Entries supplied –
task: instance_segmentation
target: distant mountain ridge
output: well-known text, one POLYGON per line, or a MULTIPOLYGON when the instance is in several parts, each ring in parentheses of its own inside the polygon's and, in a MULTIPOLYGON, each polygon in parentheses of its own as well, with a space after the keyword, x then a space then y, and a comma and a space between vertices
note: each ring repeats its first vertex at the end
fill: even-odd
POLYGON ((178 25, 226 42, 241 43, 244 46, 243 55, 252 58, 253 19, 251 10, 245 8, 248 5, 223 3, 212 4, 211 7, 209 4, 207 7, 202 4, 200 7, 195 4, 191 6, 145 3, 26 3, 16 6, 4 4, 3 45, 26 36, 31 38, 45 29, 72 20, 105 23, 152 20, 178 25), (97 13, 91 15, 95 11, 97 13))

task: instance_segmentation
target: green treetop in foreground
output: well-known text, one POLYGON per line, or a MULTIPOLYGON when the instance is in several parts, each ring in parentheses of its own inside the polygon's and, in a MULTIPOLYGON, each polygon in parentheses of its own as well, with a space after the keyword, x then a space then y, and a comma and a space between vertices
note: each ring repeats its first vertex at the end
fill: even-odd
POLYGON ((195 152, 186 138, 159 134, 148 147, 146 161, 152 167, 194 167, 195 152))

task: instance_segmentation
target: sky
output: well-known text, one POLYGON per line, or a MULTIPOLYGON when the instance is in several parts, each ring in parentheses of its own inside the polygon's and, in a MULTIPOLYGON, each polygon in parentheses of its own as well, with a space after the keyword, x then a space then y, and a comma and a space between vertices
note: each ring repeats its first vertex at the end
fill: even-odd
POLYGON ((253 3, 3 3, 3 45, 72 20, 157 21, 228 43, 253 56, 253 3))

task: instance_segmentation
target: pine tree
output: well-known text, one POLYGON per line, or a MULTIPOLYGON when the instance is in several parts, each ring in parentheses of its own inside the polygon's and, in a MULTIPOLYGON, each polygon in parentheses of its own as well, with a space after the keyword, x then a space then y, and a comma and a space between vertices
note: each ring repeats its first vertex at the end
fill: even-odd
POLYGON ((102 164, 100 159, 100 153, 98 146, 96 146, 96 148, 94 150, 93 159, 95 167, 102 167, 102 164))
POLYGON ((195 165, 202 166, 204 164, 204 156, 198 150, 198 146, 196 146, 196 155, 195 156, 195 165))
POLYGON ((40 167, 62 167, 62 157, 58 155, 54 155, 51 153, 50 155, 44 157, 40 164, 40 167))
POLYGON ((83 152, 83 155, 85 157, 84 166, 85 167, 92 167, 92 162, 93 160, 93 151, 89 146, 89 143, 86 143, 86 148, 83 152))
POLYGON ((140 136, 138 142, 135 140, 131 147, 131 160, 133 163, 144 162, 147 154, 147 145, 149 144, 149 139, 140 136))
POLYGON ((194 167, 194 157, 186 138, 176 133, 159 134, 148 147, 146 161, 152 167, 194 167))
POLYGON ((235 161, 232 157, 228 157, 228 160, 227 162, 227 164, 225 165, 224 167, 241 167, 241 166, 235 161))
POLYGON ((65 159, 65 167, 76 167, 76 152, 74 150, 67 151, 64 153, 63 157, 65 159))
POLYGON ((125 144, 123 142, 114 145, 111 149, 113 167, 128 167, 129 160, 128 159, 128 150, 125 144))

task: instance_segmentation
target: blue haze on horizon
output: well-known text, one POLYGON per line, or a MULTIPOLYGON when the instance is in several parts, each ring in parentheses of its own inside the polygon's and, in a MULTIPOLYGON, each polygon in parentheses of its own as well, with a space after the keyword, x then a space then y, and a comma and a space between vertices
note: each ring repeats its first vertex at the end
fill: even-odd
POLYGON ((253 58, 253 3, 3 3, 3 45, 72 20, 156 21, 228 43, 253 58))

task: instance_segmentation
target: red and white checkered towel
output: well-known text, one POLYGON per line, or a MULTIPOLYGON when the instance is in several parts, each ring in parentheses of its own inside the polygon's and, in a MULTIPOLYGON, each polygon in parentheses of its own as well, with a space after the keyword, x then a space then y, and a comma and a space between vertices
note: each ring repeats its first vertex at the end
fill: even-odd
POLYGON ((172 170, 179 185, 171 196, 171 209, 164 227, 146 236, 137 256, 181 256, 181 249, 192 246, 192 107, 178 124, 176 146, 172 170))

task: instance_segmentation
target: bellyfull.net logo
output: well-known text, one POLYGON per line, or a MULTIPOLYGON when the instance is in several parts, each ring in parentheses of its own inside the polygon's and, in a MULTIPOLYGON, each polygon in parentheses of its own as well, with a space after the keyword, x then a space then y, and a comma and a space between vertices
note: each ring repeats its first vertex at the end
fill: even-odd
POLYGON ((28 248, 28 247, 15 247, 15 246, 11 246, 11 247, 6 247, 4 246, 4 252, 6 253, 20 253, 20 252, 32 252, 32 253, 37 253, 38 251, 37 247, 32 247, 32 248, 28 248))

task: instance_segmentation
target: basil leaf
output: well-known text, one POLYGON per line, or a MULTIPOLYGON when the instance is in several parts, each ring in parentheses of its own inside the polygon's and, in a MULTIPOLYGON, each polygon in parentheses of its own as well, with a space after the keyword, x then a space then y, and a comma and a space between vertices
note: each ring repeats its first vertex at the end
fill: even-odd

Stated problem – Reproduce every entry above verbatim, changing nothing.

In response –
task: instance_segmentation
target: distant mountain ridge
output: well-known text, one POLYGON per line, or a MULTIPOLYGON when the instance is in several parts, each ring in parentheses of its own inside the polygon's and, in a MULTIPOLYGON, each polygon in parentheses of its own as well, with a space after the keyword, x then a space then y, and a comma and a space between vertices
note: each ring repeats its first vertex at the end
fill: even-odd
POLYGON ((178 25, 226 42, 241 43, 244 46, 243 55, 252 58, 253 19, 251 10, 245 8, 248 5, 223 3, 212 4, 211 7, 209 4, 207 7, 202 4, 200 7, 195 4, 191 6, 145 3, 26 3, 16 6, 4 4, 3 45, 26 36, 31 38, 45 29, 72 20, 105 23, 152 20, 178 25), (97 13, 91 15, 95 11, 97 13))

task: instance_segmentation
target: green treetop in foreground
output: well-known text, one POLYGON per line, or a MULTIPOLYGON when the instance is in several parts, each ring in parentheses of its own inside the polygon's and, in a MULTIPOLYGON, each polygon in parentheses of its own as well, with a space after the keyword, x then a space then y, and a comma and a space between vertices
note: each ring repeats its first vertex at the end
fill: even-odd
POLYGON ((195 152, 186 138, 159 134, 148 147, 146 161, 152 167, 194 167, 195 152))

task: instance_segmentation
target: sky
output: well-known text, one POLYGON per line, or a MULTIPOLYGON when the instance is in several parts, each ring in parentheses of its own inside the polygon's and, in a MULTIPOLYGON, each polygon in parentheses of its own as well, with a space after the keyword, x then a space then y, and a comma and a space between vertices
note: each ring repeats its first vertex at the end
fill: even-odd
POLYGON ((253 3, 3 3, 3 45, 72 20, 157 21, 228 43, 253 56, 253 3))

task: instance_segmentation
target: pine tree
output: well-known text, one POLYGON per line, or a MULTIPOLYGON when the instance is in several parts, each ring in parentheses of its own inside the polygon's and, in a MULTIPOLYGON, each polygon in parentheses of its own as well, with a space after the keyword, x then a space then y, and a comma and a space between vertices
note: each ring repeats its first vertex at the end
fill: even-odd
POLYGON ((102 164, 100 159, 100 153, 98 146, 96 146, 96 148, 94 150, 93 159, 95 167, 102 167, 102 164))
POLYGON ((195 165, 202 166, 204 164, 204 156, 198 150, 198 146, 196 146, 196 155, 195 156, 195 165))
POLYGON ((40 167, 62 167, 62 157, 58 155, 54 155, 51 153, 50 155, 44 157, 40 164, 40 167))
POLYGON ((83 152, 83 155, 85 157, 84 166, 85 167, 92 167, 92 162, 93 160, 93 151, 89 146, 89 143, 86 143, 86 148, 83 152))
POLYGON ((140 136, 138 142, 135 140, 131 147, 131 160, 133 163, 144 162, 147 154, 147 145, 149 144, 149 139, 140 136))
POLYGON ((194 167, 194 157, 186 138, 176 133, 159 134, 148 147, 146 161, 152 167, 194 167))
POLYGON ((235 161, 232 157, 228 157, 228 160, 227 162, 227 164, 225 165, 224 167, 241 167, 241 166, 235 161))
POLYGON ((65 159, 65 167, 76 167, 76 152, 74 150, 67 151, 64 153, 63 157, 65 159))
POLYGON ((125 144, 123 142, 114 145, 111 149, 113 167, 128 167, 129 160, 128 159, 128 150, 125 144))

task: instance_segmentation
target: blue haze on horizon
output: well-known text, one POLYGON per line, or a MULTIPOLYGON when the instance is in several parts, each ring in parentheses of its own inside the polygon's and, in a MULTIPOLYGON, each polygon in parentheses of its own as well, with a space after the keyword, x then a space then y, and a comma and a space between vertices
note: each ring repeats its first vertex at the end
fill: even-odd
POLYGON ((253 58, 253 3, 3 3, 3 45, 72 20, 156 21, 228 43, 253 58))

task: instance_segmentation
target: red and white checkered towel
output: well-known text, one POLYGON per line, or a MULTIPOLYGON when the instance is in several parts, each ring in parentheses of its own inside the polygon's and, in a MULTIPOLYGON, each polygon in parentheses of its own as well, with a space after the keyword, x then a space then y, and a comma and a space between vertices
note: each ring repeats its first vertex at the end
fill: even-odd
POLYGON ((172 170, 179 185, 171 196, 171 209, 164 227, 146 236, 137 256, 181 256, 181 249, 192 246, 192 107, 178 124, 176 146, 172 170))

task: instance_segmentation
target: bellyfull.net logo
output: well-known text, one POLYGON per line, or a MULTIPOLYGON when the instance is in several parts, each ring in parentheses of its own inside the polygon's and, in a MULTIPOLYGON, each polygon in parentheses of its own as well, with a space after the keyword, x then a space then y, and a comma and a space between vertices
note: each ring repeats its first vertex at the end
fill: even-odd
POLYGON ((28 248, 28 247, 15 247, 15 246, 11 246, 11 247, 6 247, 4 246, 4 252, 6 253, 20 253, 20 252, 32 252, 32 253, 37 253, 38 251, 37 247, 32 247, 32 248, 28 248))

task: instance_segmentation
target: basil leaf
output: well-known text, one POLYGON per line, or a MULTIPOLYGON when the instance is in several parts, each ring in parentheses of its own inside the polygon's and, in a MULTIPOLYGON, each polygon in parentheses of its own as well, with a space after the keyword, x then a space then y, and a comma and a space between vertices
note: each ring repeats its first vertex at the end
fill: even-odd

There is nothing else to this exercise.